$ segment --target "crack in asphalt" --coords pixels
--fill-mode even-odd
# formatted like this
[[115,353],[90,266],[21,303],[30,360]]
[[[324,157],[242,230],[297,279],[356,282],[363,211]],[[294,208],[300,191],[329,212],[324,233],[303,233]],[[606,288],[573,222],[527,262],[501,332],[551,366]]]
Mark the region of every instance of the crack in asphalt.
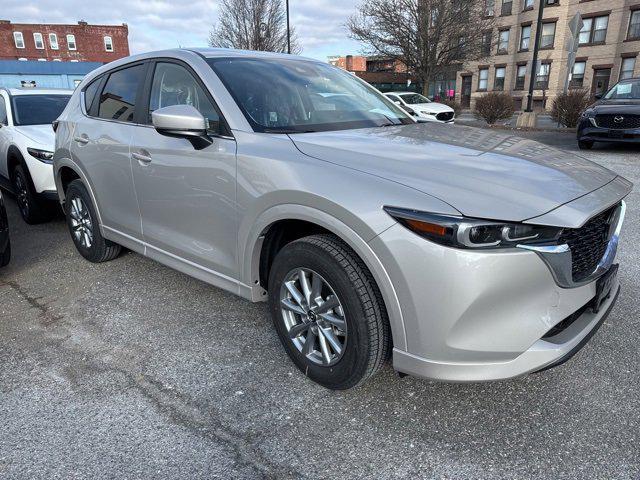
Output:
[[[25,300],[29,307],[37,310],[38,316],[44,326],[51,326],[63,318],[64,315],[56,315],[52,309],[41,301],[42,297],[30,295],[25,288],[14,281],[0,280],[0,286],[10,287],[21,299]],[[80,325],[82,328],[82,325]],[[58,325],[58,328],[65,328]],[[57,332],[56,334],[60,334]],[[56,348],[64,348],[72,354],[80,355],[82,362],[74,363],[65,368],[65,376],[72,383],[78,385],[80,377],[91,375],[92,373],[114,372],[124,376],[127,384],[135,388],[140,394],[149,400],[153,407],[175,425],[186,428],[193,434],[213,440],[227,446],[234,454],[236,463],[240,467],[249,467],[255,470],[261,478],[265,479],[298,479],[305,478],[300,472],[292,468],[285,468],[278,463],[274,463],[266,458],[259,449],[253,445],[250,434],[234,432],[215,416],[205,413],[186,395],[173,390],[154,379],[150,375],[136,373],[127,368],[125,363],[128,355],[124,352],[113,353],[112,348],[104,348],[106,345],[99,339],[93,339],[96,344],[102,344],[103,348],[94,351],[90,349],[74,348],[65,345],[65,340],[72,337],[66,335],[62,338],[49,338],[51,332],[45,332],[46,341],[54,341]],[[81,346],[81,345],[80,345]],[[94,345],[97,346],[97,345]],[[135,354],[132,354],[135,357]],[[131,357],[130,357],[131,358]],[[84,364],[84,365],[83,365]]]

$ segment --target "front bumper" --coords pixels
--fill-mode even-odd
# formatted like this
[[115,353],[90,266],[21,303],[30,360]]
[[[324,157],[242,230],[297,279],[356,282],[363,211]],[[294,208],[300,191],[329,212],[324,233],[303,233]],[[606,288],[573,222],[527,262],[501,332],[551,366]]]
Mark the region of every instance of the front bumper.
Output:
[[[407,348],[394,348],[394,368],[430,379],[500,380],[559,362],[603,321],[619,290],[616,280],[596,314],[583,309],[596,282],[562,288],[536,252],[456,250],[401,225],[370,245],[402,307]],[[561,333],[548,335],[581,309]]]
[[596,127],[592,125],[588,119],[583,119],[578,126],[578,140],[590,142],[639,143],[640,128],[610,130],[608,128]]

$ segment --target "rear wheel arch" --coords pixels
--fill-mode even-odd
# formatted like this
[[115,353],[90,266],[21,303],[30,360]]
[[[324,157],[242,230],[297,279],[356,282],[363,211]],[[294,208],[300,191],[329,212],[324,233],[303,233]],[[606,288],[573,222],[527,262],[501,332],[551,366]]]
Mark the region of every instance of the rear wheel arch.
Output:
[[71,182],[74,180],[80,180],[84,184],[93,202],[93,208],[95,209],[96,216],[98,217],[98,222],[100,224],[100,230],[102,231],[102,214],[100,211],[100,204],[94,194],[93,185],[82,169],[73,160],[68,158],[56,159],[54,162],[54,178],[61,204],[65,203],[66,191]]
[[15,145],[11,145],[7,151],[7,173],[9,174],[9,178],[12,177],[13,171],[18,165],[24,165],[26,167],[26,162],[20,149]]

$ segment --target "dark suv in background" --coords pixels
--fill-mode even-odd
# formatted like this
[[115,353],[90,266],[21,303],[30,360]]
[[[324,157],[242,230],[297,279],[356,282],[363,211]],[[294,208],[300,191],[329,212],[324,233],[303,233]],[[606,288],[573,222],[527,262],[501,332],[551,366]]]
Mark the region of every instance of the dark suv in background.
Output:
[[640,78],[617,83],[587,108],[578,123],[578,146],[594,142],[640,142]]

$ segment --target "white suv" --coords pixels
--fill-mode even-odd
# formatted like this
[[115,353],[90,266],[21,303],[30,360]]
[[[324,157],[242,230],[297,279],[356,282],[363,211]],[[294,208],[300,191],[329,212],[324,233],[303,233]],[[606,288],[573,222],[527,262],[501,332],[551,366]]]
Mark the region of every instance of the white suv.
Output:
[[55,211],[51,123],[72,93],[0,88],[0,186],[15,194],[27,223],[45,221]]

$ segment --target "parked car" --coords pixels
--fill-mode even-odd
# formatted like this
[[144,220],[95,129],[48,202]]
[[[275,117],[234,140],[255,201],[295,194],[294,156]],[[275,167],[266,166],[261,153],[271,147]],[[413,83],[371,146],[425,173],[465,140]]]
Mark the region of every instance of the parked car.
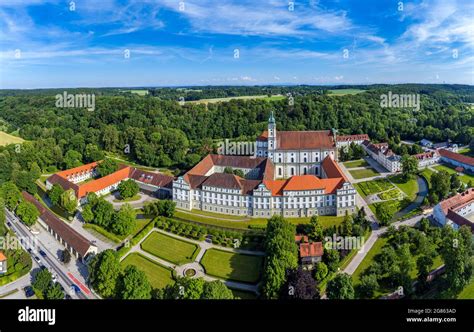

Your objective
The entries are to be transcribed word for word, without their images.

Exercise solution
$ segment --target "crack in asphalt" --coords pixels
--fill-mode even-odd
# formatted like this
[[115,353],[90,266],[21,303],[30,360]]
[[[324,157],[242,230],[297,279],[356,282],[363,211]],[[294,208],[300,191],[329,212],[324,233],[303,233]],[[606,288],[573,222],[527,262],[501,332],[551,366]]]
Mark the region of every instance of the crack in asphalt.
Output:
[[[25,300],[29,307],[37,310],[38,316],[44,326],[51,326],[63,318],[64,315],[56,315],[52,309],[41,301],[42,297],[30,295],[25,288],[14,281],[0,280],[0,286],[10,287],[21,299]],[[80,325],[82,328],[82,325]],[[58,325],[58,328],[65,328]],[[57,332],[56,334],[60,334]],[[56,348],[64,348],[72,354],[80,355],[82,362],[74,363],[65,368],[65,376],[72,383],[78,385],[80,377],[91,375],[92,373],[114,372],[124,376],[127,384],[135,388],[140,394],[149,400],[153,407],[175,425],[186,428],[193,434],[213,440],[227,446],[234,454],[236,463],[240,467],[249,467],[255,470],[261,478],[265,479],[298,479],[305,478],[300,472],[292,468],[285,468],[278,463],[274,463],[266,458],[259,449],[253,445],[250,434],[234,432],[215,416],[205,413],[186,395],[173,390],[154,379],[150,375],[136,373],[127,368],[125,363],[128,355],[124,352],[113,353],[112,348],[104,348],[106,345],[99,339],[93,339],[96,344],[102,344],[103,348],[94,351],[90,349],[74,348],[65,345],[65,340],[72,337],[66,335],[62,338],[49,338],[51,332],[45,332],[46,341],[54,341]],[[81,346],[81,345],[80,345]],[[94,345],[97,346],[97,345]],[[135,354],[132,354],[135,357]],[[131,357],[130,357],[131,358]],[[84,364],[84,365],[83,365]]]

$ segment --target "front bumper" --coords pixels
--fill-mode even-odd
# formatted like this
[[115,353],[90,266],[21,303],[30,360]]
[[[324,157],[242,230],[297,279],[356,282],[363,211]],[[294,208],[300,191],[329,212],[324,233],[303,233]],[[606,288],[573,222],[527,262],[501,332],[551,366]]]
Mark the region of every instance of the front bumper.
Output:
[[[407,348],[394,348],[394,368],[430,379],[500,380],[559,362],[603,321],[619,290],[616,280],[596,314],[583,309],[596,282],[562,288],[536,252],[456,250],[401,225],[370,245],[402,307]],[[561,333],[548,335],[581,309]]]
[[596,127],[592,125],[588,119],[583,119],[578,126],[578,140],[590,142],[639,143],[640,128],[610,130],[608,128]]

$ segment --target "rear wheel arch" --coords pixels
--fill-mode even-odd
# formatted like this
[[115,353],[90,266],[21,303],[30,360]]
[[[324,157],[242,230],[297,279],[356,282],[363,211]],[[294,208],[300,191],[329,212],[324,233],[303,233]],[[606,288],[573,222],[527,262],[501,332],[551,366]]]
Mark the region of every instance of the rear wheel arch.
Output:
[[71,182],[74,180],[80,180],[84,184],[93,202],[93,208],[95,209],[96,216],[98,217],[98,222],[100,224],[100,230],[102,231],[102,214],[100,211],[100,204],[94,194],[93,185],[82,169],[73,160],[68,158],[56,159],[54,162],[54,178],[61,204],[65,203],[66,191]]
[[15,145],[11,145],[7,151],[7,173],[9,174],[9,178],[12,177],[13,171],[18,165],[24,165],[26,167],[26,162],[20,149]]

$ segment --target "dark suv in background" --coords pixels
--fill-mode even-odd
# formatted like this
[[115,353],[90,266],[21,303],[30,360]]
[[[324,157],[242,230],[297,279],[356,282],[363,211]],[[294,208],[300,191],[329,212],[324,233],[303,233]],[[606,288],[573,222],[527,262],[501,332],[551,366]]]
Mark the region of every instance of the dark suv in background.
Output:
[[640,78],[617,83],[587,108],[578,123],[578,146],[594,142],[640,142]]

$ segment --target "white suv" --coords pixels
--fill-mode even-odd
# formatted like this
[[115,353],[90,266],[21,303],[30,360]]
[[[324,157],[242,230],[297,279],[356,282],[363,211]],[[294,208],[300,191],[329,212],[324,233],[303,233]],[[606,288],[573,222],[527,262],[501,332],[551,366]]]
Mark the region of every instance of the white suv.
Output:
[[55,211],[51,123],[72,93],[0,88],[0,186],[15,194],[27,223],[45,221]]

$ segment --target "parked car" --coords pixels
--fill-mode even-odd
# formatted like this
[[144,220],[95,129],[48,202]]
[[[275,117],[234,140],[255,201],[295,194],[294,156]],[[275,167],[266,166],[261,153],[271,147]],[[413,83],[371,146],[425,173],[465,140]]]
Mark the region of every instance of the parked car.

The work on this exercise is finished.